[Image point grounding data]
+ + +
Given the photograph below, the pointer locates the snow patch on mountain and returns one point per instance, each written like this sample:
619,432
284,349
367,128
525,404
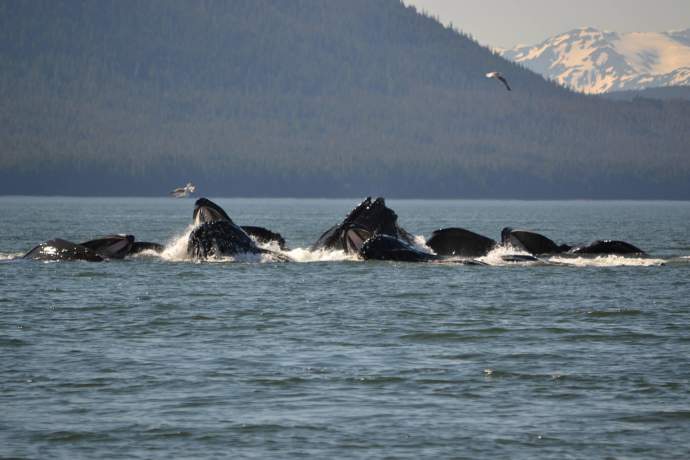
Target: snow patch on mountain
+ + +
### What you need to do
The word "mountain" appears in some lines above. Return every one of those lines.

### Response to this task
Given the photograph below, the pointer locates the snow patch on mountain and returns one point per instance, each written like this sample:
Target: snow patch on mountain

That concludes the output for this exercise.